» **To be done**:
**A.** List every distinct username that posted in the autotrader test results thread below.
**B.** In the autotrader test results thread below, reproduce the passage that opens with the words "not sure I understand" and closes with "pj2105 (25 March 2009)", substituting "GBP/USD" for "EUR/USD".

» **Extracted text**:
# Autotrader test results



## Stormin_Norman (24 March 2009)

im quite pleased with how the Franklin EA is going in tests.

this is for 'hard' stop loss and take profits. we are currently working on a dynamic SL + TP based on an indicator to add to the trader.

so far 5m timeframe tests have been done on a few major pairs. the other time frame and other pairs are still to be done. then itll be tested on other markets, if i can obtain the data.

but for now - version 2.1 of the Franklin EA initial test results:


----------



## Stormin_Norman (24 March 2009)

continued:


----------



## Naked shorts (24 March 2009)

Am I the only one who has no idea what this is about?
Who Franklin?

Is this your new system Stormin? Didnt decide to take the plunge into futures yet? Come over! we've got volume over here


----------



## Stormin_Norman (24 March 2009)

Naked shorts said:


> Am I the only one who has no idea what this is about?
> Who Franklin?
> 
> Is this your new system Stormin? Didnt decide to take the plunge into futures yet? Come over! we've got volume over here




franklin's a what, not a who. named after the franklin river which wasnt dammed and allowed to flow (trend).

ill be into futures when i can get some historical data, got any for me?

i have another system which is a hodgepodge of indicators which seems to be going ok in initial forward testing too - it can be historically tested on mt4 as i looks across markets to view the USD strength/weakness. im hoping to have a go of that on futures too.

but get me some data


----------



## Naked shorts (24 March 2009)

Stormin_Norman said:


> franklin's a what, not a who. named after the franklin river which wasnt dammed and allowed to flow (trend).
> 
> ill be into futures when i can get some historical data, got any for me?
> 
> ...




You can get it direct from the CME (as used by most quantitative traders).
http://www.cmegroup.com/market-data/datamine-historical-data/datamine.html
It will cost you about $2000 for 10 years of Euro-Usd futures data.


----------



## BentRod (25 March 2009)

> we've got volume over here




Where you getting your figures from??:


@Norm..So these are backtest or real results??

Good to see you moving away from the martingale stuff and getting all natural.


----------



## nulla nulla (25 March 2009)

Is Bunyip still going or has it retired to the billabong?


----------



## pilbara (25 March 2009)

not sure I understand the graphs, like the EUR/USD on 5min, does it mean it did 40 trades, in some period of time, to take $1000 to $2600 (expectancy = $40 per trade).  I guess the drawdowns are when the long-term trend changes.


----------



## pj2105 (25 March 2009)

hmmm..strange.


----------



## Stormin_Norman (25 March 2009)

nulla nulla said:


> Is Bunyip still going or has it retired to the billabong?




there's a tread entitled 'Oh Sh*t' which shows the effects of the nasty fed printing money last week.

account 1: has gone from 7300 to 7600 this week.

account 2: has gone from 6000 to 6600 this week - which is a recovery from the drawdown it received.

i have rewritten some of the code to (hopefully) deal with such a dramatic market movement in the future.



BentRod said:


> Where you getting your figures from??:
> 
> 
> @Norm..So these are backtest or real results??
> ...




backtest results, its just the first step in the long process to getting to a live account. but promising nonetheless. especially the drawdowns, which are very low.

only want one bunjip, a whole gang of them would be dangerous, theyd cause mayhem and much nashing of teeth!

» **Entries supplied**:
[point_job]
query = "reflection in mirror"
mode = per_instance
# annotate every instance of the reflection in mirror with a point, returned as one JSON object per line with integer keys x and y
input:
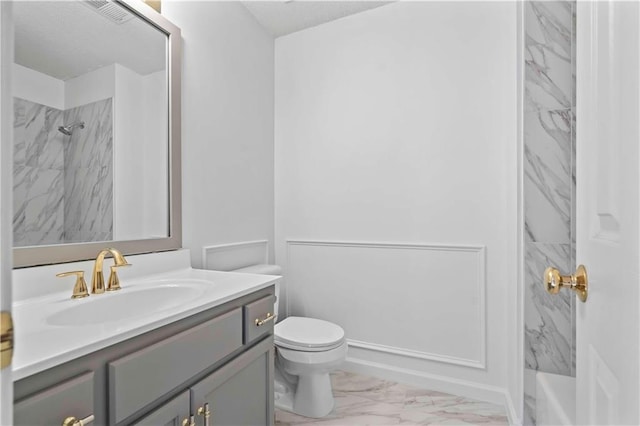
{"x": 91, "y": 141}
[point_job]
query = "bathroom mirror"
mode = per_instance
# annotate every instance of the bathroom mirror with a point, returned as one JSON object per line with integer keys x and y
{"x": 96, "y": 89}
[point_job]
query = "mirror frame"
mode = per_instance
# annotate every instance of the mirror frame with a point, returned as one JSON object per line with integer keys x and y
{"x": 50, "y": 254}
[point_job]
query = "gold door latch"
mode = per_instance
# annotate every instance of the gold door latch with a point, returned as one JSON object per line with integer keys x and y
{"x": 6, "y": 339}
{"x": 579, "y": 283}
{"x": 206, "y": 413}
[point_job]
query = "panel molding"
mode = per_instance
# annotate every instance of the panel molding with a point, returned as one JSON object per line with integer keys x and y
{"x": 479, "y": 250}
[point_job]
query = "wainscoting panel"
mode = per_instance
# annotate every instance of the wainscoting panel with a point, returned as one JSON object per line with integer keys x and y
{"x": 422, "y": 301}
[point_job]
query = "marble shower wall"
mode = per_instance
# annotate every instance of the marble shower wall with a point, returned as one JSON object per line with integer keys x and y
{"x": 549, "y": 188}
{"x": 63, "y": 185}
{"x": 88, "y": 178}
{"x": 38, "y": 174}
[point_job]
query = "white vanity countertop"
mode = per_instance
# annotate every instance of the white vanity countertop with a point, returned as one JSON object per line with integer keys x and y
{"x": 41, "y": 345}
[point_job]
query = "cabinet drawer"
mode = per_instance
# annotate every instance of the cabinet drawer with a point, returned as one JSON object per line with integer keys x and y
{"x": 71, "y": 398}
{"x": 173, "y": 412}
{"x": 144, "y": 376}
{"x": 254, "y": 314}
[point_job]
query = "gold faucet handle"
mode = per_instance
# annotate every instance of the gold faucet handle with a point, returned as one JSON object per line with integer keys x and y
{"x": 114, "y": 281}
{"x": 80, "y": 288}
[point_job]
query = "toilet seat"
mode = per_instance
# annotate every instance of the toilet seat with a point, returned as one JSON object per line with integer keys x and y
{"x": 308, "y": 334}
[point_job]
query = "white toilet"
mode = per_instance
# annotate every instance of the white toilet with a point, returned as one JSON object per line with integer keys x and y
{"x": 307, "y": 350}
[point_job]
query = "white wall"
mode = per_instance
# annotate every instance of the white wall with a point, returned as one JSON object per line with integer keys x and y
{"x": 91, "y": 87}
{"x": 395, "y": 153}
{"x": 156, "y": 161}
{"x": 227, "y": 124}
{"x": 37, "y": 87}
{"x": 140, "y": 127}
{"x": 128, "y": 132}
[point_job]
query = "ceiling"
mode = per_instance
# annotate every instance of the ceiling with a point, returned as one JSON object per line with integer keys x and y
{"x": 285, "y": 17}
{"x": 65, "y": 39}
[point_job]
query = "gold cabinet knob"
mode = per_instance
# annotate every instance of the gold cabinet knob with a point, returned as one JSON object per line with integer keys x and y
{"x": 6, "y": 339}
{"x": 72, "y": 421}
{"x": 260, "y": 322}
{"x": 579, "y": 283}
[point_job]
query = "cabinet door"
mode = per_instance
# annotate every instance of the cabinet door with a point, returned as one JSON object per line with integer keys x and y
{"x": 173, "y": 413}
{"x": 240, "y": 393}
{"x": 51, "y": 406}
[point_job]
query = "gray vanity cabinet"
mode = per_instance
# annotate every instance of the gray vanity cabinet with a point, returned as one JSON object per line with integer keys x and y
{"x": 238, "y": 394}
{"x": 164, "y": 376}
{"x": 172, "y": 413}
{"x": 50, "y": 406}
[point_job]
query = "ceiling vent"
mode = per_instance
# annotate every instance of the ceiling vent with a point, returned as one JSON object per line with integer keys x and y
{"x": 109, "y": 10}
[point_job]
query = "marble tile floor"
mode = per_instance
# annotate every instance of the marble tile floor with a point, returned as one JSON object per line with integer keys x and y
{"x": 362, "y": 400}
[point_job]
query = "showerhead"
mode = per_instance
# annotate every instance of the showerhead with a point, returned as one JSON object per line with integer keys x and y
{"x": 68, "y": 129}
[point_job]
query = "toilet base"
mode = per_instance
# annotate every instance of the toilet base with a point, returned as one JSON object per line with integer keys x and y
{"x": 310, "y": 397}
{"x": 314, "y": 396}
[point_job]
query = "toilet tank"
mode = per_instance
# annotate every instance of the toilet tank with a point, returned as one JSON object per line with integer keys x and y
{"x": 264, "y": 269}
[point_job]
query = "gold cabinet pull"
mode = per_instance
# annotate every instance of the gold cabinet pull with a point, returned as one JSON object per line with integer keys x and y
{"x": 6, "y": 339}
{"x": 72, "y": 421}
{"x": 579, "y": 283}
{"x": 269, "y": 317}
{"x": 80, "y": 288}
{"x": 204, "y": 412}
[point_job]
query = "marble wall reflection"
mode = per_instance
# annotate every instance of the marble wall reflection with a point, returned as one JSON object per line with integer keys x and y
{"x": 38, "y": 175}
{"x": 549, "y": 188}
{"x": 88, "y": 176}
{"x": 63, "y": 185}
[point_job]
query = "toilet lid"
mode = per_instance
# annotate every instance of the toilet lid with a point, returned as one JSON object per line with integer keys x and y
{"x": 307, "y": 333}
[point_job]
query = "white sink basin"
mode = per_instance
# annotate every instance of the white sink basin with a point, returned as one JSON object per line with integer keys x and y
{"x": 129, "y": 303}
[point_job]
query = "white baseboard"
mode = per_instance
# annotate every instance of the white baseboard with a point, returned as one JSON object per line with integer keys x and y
{"x": 512, "y": 413}
{"x": 467, "y": 389}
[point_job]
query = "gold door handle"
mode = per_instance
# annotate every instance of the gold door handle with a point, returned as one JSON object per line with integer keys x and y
{"x": 269, "y": 317}
{"x": 579, "y": 283}
{"x": 72, "y": 421}
{"x": 6, "y": 339}
{"x": 204, "y": 412}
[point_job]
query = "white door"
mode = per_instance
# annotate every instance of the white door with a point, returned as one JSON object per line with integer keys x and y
{"x": 6, "y": 189}
{"x": 608, "y": 188}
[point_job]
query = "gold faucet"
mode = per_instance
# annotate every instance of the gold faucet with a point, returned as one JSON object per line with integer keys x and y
{"x": 97, "y": 283}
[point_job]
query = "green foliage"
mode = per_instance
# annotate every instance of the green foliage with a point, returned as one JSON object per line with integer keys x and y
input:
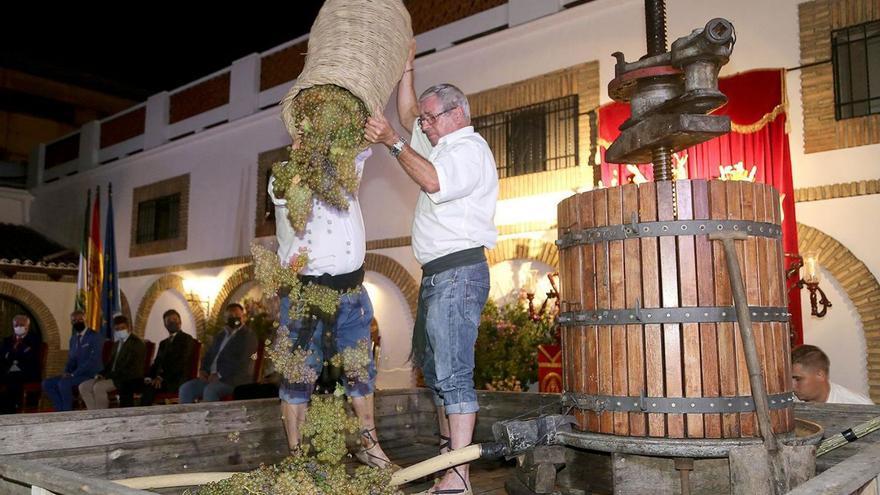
{"x": 508, "y": 347}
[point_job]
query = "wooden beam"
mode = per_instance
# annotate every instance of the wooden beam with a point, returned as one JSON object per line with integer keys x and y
{"x": 846, "y": 477}
{"x": 60, "y": 481}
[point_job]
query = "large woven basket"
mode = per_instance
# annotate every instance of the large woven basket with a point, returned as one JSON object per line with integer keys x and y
{"x": 360, "y": 45}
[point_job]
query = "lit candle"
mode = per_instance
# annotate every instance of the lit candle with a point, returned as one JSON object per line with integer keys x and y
{"x": 532, "y": 281}
{"x": 811, "y": 265}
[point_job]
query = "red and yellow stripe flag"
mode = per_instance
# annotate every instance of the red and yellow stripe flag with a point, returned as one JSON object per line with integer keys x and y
{"x": 95, "y": 275}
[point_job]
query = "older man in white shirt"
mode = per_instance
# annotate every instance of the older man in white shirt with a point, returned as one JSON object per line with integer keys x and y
{"x": 336, "y": 246}
{"x": 453, "y": 224}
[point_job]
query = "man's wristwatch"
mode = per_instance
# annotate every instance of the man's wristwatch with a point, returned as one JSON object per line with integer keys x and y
{"x": 397, "y": 148}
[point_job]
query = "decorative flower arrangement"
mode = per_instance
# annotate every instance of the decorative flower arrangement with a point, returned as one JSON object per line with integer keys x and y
{"x": 508, "y": 341}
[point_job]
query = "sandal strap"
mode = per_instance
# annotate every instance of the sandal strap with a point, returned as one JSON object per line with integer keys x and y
{"x": 445, "y": 443}
{"x": 367, "y": 433}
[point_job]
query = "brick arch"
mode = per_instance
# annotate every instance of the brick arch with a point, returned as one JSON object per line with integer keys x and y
{"x": 48, "y": 325}
{"x": 398, "y": 275}
{"x": 859, "y": 284}
{"x": 524, "y": 248}
{"x": 163, "y": 283}
{"x": 237, "y": 279}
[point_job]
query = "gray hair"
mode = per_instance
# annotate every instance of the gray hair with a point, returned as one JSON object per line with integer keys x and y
{"x": 450, "y": 97}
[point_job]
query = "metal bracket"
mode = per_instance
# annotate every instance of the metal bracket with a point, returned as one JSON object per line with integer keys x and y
{"x": 645, "y": 316}
{"x": 673, "y": 405}
{"x": 635, "y": 230}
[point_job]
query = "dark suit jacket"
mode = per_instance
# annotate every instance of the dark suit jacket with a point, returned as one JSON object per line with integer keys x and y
{"x": 27, "y": 355}
{"x": 234, "y": 364}
{"x": 130, "y": 362}
{"x": 172, "y": 360}
{"x": 84, "y": 356}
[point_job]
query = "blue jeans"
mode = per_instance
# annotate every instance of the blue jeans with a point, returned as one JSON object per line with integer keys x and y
{"x": 352, "y": 326}
{"x": 201, "y": 389}
{"x": 451, "y": 304}
{"x": 60, "y": 390}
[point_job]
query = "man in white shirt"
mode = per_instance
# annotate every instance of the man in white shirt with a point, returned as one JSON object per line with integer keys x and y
{"x": 453, "y": 224}
{"x": 809, "y": 373}
{"x": 336, "y": 247}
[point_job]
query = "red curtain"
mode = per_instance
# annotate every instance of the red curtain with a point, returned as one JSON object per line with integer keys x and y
{"x": 758, "y": 139}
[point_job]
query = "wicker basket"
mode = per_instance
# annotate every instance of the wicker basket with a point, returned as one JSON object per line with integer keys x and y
{"x": 360, "y": 45}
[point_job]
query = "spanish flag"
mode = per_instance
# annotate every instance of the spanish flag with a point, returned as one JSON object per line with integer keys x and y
{"x": 82, "y": 275}
{"x": 95, "y": 274}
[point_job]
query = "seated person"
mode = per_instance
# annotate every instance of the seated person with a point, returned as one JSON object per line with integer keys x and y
{"x": 19, "y": 363}
{"x": 83, "y": 363}
{"x": 227, "y": 363}
{"x": 170, "y": 368}
{"x": 124, "y": 372}
{"x": 810, "y": 368}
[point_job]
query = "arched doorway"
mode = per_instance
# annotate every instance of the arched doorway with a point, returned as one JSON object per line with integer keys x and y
{"x": 10, "y": 307}
{"x": 42, "y": 317}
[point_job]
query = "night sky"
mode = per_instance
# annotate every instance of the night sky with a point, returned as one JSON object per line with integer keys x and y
{"x": 133, "y": 52}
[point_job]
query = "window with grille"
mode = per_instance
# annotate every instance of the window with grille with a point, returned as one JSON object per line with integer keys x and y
{"x": 158, "y": 219}
{"x": 534, "y": 138}
{"x": 855, "y": 53}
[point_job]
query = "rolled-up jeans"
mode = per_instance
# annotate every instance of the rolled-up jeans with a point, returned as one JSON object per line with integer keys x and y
{"x": 351, "y": 327}
{"x": 451, "y": 304}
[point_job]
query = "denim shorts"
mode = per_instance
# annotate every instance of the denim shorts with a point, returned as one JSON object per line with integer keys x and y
{"x": 352, "y": 326}
{"x": 450, "y": 305}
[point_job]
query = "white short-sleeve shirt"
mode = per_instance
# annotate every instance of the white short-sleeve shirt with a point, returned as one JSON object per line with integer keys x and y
{"x": 335, "y": 239}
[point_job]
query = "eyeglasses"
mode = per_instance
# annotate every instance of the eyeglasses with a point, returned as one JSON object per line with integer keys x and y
{"x": 429, "y": 119}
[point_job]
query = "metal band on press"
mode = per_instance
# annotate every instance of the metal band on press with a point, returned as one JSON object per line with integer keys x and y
{"x": 646, "y": 316}
{"x": 635, "y": 230}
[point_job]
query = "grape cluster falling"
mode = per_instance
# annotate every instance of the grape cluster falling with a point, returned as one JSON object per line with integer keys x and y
{"x": 312, "y": 473}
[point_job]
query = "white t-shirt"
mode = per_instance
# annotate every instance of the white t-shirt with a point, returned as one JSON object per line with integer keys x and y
{"x": 842, "y": 395}
{"x": 461, "y": 215}
{"x": 335, "y": 239}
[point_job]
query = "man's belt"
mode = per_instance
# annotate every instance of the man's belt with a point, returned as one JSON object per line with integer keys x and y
{"x": 343, "y": 282}
{"x": 466, "y": 257}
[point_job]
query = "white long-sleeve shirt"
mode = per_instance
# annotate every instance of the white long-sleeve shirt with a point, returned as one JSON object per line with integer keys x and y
{"x": 461, "y": 215}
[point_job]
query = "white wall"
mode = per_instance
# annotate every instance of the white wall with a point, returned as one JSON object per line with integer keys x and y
{"x": 222, "y": 164}
{"x": 395, "y": 327}
{"x": 839, "y": 334}
{"x": 509, "y": 277}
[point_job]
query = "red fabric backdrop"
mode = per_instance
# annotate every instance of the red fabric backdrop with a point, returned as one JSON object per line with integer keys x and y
{"x": 756, "y": 106}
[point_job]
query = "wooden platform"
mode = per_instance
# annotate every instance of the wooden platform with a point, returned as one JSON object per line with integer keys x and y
{"x": 487, "y": 477}
{"x": 64, "y": 451}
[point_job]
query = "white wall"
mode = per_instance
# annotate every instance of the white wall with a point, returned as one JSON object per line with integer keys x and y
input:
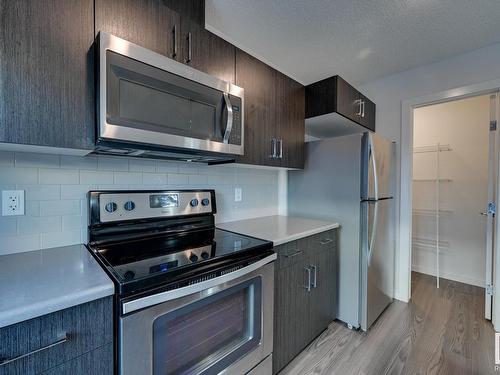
{"x": 388, "y": 93}
{"x": 56, "y": 187}
{"x": 464, "y": 125}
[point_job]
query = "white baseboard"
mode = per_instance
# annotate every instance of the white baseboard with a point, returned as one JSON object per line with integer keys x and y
{"x": 450, "y": 276}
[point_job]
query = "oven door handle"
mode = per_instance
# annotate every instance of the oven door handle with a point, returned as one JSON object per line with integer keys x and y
{"x": 141, "y": 303}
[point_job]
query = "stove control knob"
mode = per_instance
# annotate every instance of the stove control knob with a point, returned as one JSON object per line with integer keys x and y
{"x": 129, "y": 206}
{"x": 129, "y": 275}
{"x": 111, "y": 207}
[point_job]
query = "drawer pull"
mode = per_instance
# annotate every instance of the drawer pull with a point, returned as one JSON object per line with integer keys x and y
{"x": 4, "y": 362}
{"x": 298, "y": 252}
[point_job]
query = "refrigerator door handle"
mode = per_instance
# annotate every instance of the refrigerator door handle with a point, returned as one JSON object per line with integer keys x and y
{"x": 373, "y": 232}
{"x": 374, "y": 166}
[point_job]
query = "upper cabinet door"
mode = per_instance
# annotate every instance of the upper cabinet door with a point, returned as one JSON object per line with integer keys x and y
{"x": 290, "y": 118}
{"x": 148, "y": 23}
{"x": 207, "y": 52}
{"x": 46, "y": 73}
{"x": 258, "y": 81}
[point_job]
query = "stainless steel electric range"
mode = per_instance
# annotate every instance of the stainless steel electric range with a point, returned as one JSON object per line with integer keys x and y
{"x": 190, "y": 298}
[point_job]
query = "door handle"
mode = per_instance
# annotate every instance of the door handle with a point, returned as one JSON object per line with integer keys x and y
{"x": 308, "y": 287}
{"x": 5, "y": 361}
{"x": 315, "y": 276}
{"x": 174, "y": 34}
{"x": 190, "y": 50}
{"x": 229, "y": 125}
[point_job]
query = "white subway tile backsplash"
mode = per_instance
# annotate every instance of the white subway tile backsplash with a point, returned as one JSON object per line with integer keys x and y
{"x": 59, "y": 176}
{"x": 62, "y": 207}
{"x": 6, "y": 158}
{"x": 177, "y": 179}
{"x": 123, "y": 178}
{"x": 140, "y": 165}
{"x": 32, "y": 225}
{"x": 78, "y": 162}
{"x": 154, "y": 178}
{"x": 17, "y": 244}
{"x": 112, "y": 163}
{"x": 25, "y": 159}
{"x": 96, "y": 177}
{"x": 56, "y": 192}
{"x": 12, "y": 175}
{"x": 40, "y": 192}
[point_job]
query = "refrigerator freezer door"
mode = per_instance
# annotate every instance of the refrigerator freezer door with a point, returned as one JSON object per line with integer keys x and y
{"x": 377, "y": 167}
{"x": 377, "y": 259}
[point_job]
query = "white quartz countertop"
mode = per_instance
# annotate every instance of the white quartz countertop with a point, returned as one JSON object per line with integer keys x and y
{"x": 39, "y": 282}
{"x": 279, "y": 229}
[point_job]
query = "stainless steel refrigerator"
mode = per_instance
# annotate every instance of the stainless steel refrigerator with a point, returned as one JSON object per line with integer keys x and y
{"x": 350, "y": 180}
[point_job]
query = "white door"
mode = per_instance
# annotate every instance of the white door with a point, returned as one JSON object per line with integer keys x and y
{"x": 490, "y": 206}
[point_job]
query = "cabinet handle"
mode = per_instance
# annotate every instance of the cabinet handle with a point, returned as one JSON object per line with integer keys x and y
{"x": 315, "y": 274}
{"x": 298, "y": 252}
{"x": 174, "y": 34}
{"x": 190, "y": 51}
{"x": 308, "y": 287}
{"x": 6, "y": 361}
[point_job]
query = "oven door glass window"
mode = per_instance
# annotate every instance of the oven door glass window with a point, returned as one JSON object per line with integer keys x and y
{"x": 207, "y": 336}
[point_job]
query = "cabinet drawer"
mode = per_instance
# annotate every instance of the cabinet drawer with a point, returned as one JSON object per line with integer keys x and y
{"x": 45, "y": 342}
{"x": 323, "y": 241}
{"x": 290, "y": 253}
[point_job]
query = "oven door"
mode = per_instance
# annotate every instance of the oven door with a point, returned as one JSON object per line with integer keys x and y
{"x": 146, "y": 98}
{"x": 225, "y": 326}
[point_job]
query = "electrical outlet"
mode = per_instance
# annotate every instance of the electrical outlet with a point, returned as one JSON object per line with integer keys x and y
{"x": 12, "y": 202}
{"x": 237, "y": 194}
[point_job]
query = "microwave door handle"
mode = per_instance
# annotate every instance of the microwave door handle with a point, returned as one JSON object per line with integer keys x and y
{"x": 229, "y": 125}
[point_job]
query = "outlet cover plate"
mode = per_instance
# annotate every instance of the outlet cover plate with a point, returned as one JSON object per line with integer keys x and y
{"x": 12, "y": 202}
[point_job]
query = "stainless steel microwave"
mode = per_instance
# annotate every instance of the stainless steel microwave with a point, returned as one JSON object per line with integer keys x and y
{"x": 154, "y": 107}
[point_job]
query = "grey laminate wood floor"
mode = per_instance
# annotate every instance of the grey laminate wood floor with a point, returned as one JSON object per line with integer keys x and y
{"x": 441, "y": 331}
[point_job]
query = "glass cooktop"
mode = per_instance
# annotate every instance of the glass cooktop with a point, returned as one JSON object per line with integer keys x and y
{"x": 163, "y": 255}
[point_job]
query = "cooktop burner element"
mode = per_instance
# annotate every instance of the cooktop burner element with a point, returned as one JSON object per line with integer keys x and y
{"x": 146, "y": 240}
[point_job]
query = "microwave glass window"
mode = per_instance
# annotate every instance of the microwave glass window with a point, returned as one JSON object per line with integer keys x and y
{"x": 209, "y": 335}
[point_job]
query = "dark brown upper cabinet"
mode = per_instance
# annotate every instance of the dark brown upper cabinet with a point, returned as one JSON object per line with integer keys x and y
{"x": 46, "y": 73}
{"x": 335, "y": 108}
{"x": 274, "y": 114}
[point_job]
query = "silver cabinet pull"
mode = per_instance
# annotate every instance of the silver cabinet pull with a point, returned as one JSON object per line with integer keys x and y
{"x": 315, "y": 276}
{"x": 229, "y": 126}
{"x": 298, "y": 252}
{"x": 190, "y": 49}
{"x": 174, "y": 34}
{"x": 308, "y": 287}
{"x": 6, "y": 361}
{"x": 273, "y": 148}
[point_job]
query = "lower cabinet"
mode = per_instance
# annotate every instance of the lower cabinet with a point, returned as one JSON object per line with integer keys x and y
{"x": 305, "y": 294}
{"x": 76, "y": 341}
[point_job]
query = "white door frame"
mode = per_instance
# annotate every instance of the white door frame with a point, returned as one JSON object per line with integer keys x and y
{"x": 406, "y": 173}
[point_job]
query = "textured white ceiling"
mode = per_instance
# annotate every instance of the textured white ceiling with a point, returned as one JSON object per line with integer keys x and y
{"x": 359, "y": 39}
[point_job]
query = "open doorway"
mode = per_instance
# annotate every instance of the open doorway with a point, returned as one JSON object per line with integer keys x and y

» **Answer set**:
**A.**
Stormin_Norman
Naked shorts
BentRod
nulla nulla
pilbara
pj2105

**B.**
not sure I understand the graphs, like the GBP/USD on 5min, does it mean it did 40 trades, in some period of time, to take $1000 to $2600 (expectancy = $40 per trade).  I guess the drawdowns are when the long-term trend changes.


----------



## pj2105 (25 March 2009)